→ Required action
Continue the news report on the possible postponement of the Tokyo 2020 Olympic and Paralympic Games, starting right after its last sentence.

→ Document section
The prospect of postponing the Tokyo 2020 Olympic and Paralympic Games looms larger than ever after Prime Minister Shinzo Abe said Monday that delaying the event may be the only option to avoid exacerbating the ongoing coronavirus pandemic.
His remarks came a day after the International Olympic Committee announced it would decide the fate of the games in four weeks after further discussion with organizers.
The prime minister, who had previously said he hopes to hold the 2020 Games in “complete form,” acknowledged during a parliamentary session for the first time that doing so may be impossible.
“When it comes to hosting the 2020 Games, I don’t believe the world is in any condition to do so at this time,” Abe said during a parliamentary session Monday.
The executive board of the IOC announced Sunday that it would decide in four weeks whether it will postpone, cancel or host the games as planned.
Yoshiro Mori, president of the Tokyo Organising Committee, said during a news conference Monday that the torch relay slated to begin Thursday will be carried out as planned. Organizers were criticized after about 50,000 went to see the Olympic torch on Saturday while it was on display at a train station in Sendai. Mori said the Grand Start ceremony on Thursday will be held, and that he will attend the event himself.
Seiko Hashimoto, the Cabinet minister in charge of the Olympic and Paralympic Games, said she was reassured the IOC ruled out cancellation of the Tokyo 2020 Games.
The prime minister also announced Monday that Japan will ask travelers from the United States to quarantine themselves in their homes or hotel rooms and avoid public transportation for 14 days to prevent the novel coronavirus from spreading further. The measure will take effect Thursday and continue through the end of April.
Similar steps have been taken for travelers from China, South Korea, Iran, Egypt and most of Europe. Japan’s Foreign Ministry and the U.S. Centers for Disease Control and Prevention both urged their citizens to avoid nonessential travel between the two nations.

→ Record extracts
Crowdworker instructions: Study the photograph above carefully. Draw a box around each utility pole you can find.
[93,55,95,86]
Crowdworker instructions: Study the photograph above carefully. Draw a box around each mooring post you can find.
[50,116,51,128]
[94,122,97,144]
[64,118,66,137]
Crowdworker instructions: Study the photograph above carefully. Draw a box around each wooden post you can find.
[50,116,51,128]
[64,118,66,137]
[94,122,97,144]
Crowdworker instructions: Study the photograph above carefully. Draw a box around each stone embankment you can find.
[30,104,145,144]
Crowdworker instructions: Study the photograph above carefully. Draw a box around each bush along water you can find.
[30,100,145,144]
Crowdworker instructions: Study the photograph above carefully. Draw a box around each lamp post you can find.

→ Result
Worldwide, as of Sunday, more than 300,000 people have been infected and nearly 13,000 have lost their lives due to the novel coronavirus.
Japan, which had seen 1,084 cases of infection and 41 deaths as of Sunday, seems to be experiencing a respite from the crisis but questions have been raised whether a second outbreak is on the horizon. Experts point out that, even if the epidemic has run its course in Japan, it could be reignited when people from countries around the world travel to Japan come July for the opening ceremony and other Olympic sports events.
A delay of a year or more to the 2020 Games — which were thought to be a chance for the economy to get back on its feet — would cost Japan more than ¥3 trillion, according to a report released last week by Toshihiro Nagahama, chief economist at the Dai-ichi Life Research Institute.
Kansai University professor emeritus Katsuhiro Miyamoto estimates that a one-year postponement of the Tokyo Games would cost Japan up to ¥640.8 billion, while cancelling them altogether would cost more than ¥4.5 trillion.
While estimates vary, it’s clear that Japan — as well as countless organizing bodies, sponsors, athletes and stakeholders — would suffer great losses if the 2020 Games are rescheduled.
But a growing number of voices are calling upon organizers to prioritize containment of the outbreak, and consider rescheduling to avoid exacerbating the crisis.
Calls for the games to be cancelled have emerged from athletes, organizers and politicians around the world. While some have proposed the games be dispersed to different venues, relocated entirely or held behind closed doors with no spectators, most experts agree that postponement is the best option.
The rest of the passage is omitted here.